**Given exercise**
Using the article about NDP premiers below, explain why Rachel Notley is now the only NDP premier in Canada.

Edmonton Journal

Notley the only NDP premier in Canada

- EMMA GRANEY With files from Graham Thomson egraney@postmedia.com twitter.com/EmmaLGrane­y

Tuesday’s defeat of Greg Selinger in Manitoba’s provincial election has left Rachel Notley as the last NDP premier standing.

The election saw Manitoba’s NDP decimated by Brian Pallister’s Progressiv­e Conservati­ves, leaving the PCs to take power for the first time in 16 years and form a colossal majority government with 40 of the province’s 57 seats.

By comparison, the NDP picked up just 14 seats — tumbling from the 35 it held before the election — and the Liberal party nabbed three.

Although she now stands alone among Canadian premiers, Notley said Wednesday she sees her position as the first in a new wave of NDP government­s, rather than the last.

She’s “leading,” she said, “not following.”

The Manitoba race saw a sometimes nasty campaign, with personal digs thrown from both sides, but Notley doesn’t think there are any lessons to be learned from the NDP’s defeat there.

**Supplied entries**
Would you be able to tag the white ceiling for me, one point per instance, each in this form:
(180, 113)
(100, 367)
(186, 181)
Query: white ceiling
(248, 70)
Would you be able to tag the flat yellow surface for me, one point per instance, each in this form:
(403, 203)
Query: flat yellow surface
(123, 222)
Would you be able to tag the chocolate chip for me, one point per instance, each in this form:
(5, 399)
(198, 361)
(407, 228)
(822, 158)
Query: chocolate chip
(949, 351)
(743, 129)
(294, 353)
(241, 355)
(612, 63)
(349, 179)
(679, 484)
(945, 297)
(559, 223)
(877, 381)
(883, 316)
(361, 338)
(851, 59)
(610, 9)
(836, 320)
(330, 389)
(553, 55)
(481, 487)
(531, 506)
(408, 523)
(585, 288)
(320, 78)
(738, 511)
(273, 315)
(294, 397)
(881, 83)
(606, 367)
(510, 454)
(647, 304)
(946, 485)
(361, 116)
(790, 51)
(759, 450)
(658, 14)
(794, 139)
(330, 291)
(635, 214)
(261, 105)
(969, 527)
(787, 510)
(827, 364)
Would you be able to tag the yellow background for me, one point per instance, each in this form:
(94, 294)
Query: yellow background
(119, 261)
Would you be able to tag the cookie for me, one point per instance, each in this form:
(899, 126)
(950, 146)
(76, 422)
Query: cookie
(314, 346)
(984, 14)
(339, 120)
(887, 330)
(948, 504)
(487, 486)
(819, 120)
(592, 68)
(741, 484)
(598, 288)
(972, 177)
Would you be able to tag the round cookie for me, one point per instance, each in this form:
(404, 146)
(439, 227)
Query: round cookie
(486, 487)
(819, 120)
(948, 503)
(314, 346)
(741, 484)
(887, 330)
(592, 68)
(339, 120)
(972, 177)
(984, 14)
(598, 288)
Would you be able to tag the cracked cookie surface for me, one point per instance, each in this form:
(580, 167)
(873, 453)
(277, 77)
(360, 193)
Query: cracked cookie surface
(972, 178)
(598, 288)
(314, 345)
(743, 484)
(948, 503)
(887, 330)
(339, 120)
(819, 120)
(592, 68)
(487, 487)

**Output**
Greg Selinger, the NDP premier of Manitoba, was defeated in Tuesday's provincial election. Brian Pallister's Progressive Conservatives took power with 40 of the province's 57 seats, and the NDP fell from 35 seats to 14. That left Notley as the last NDP premier.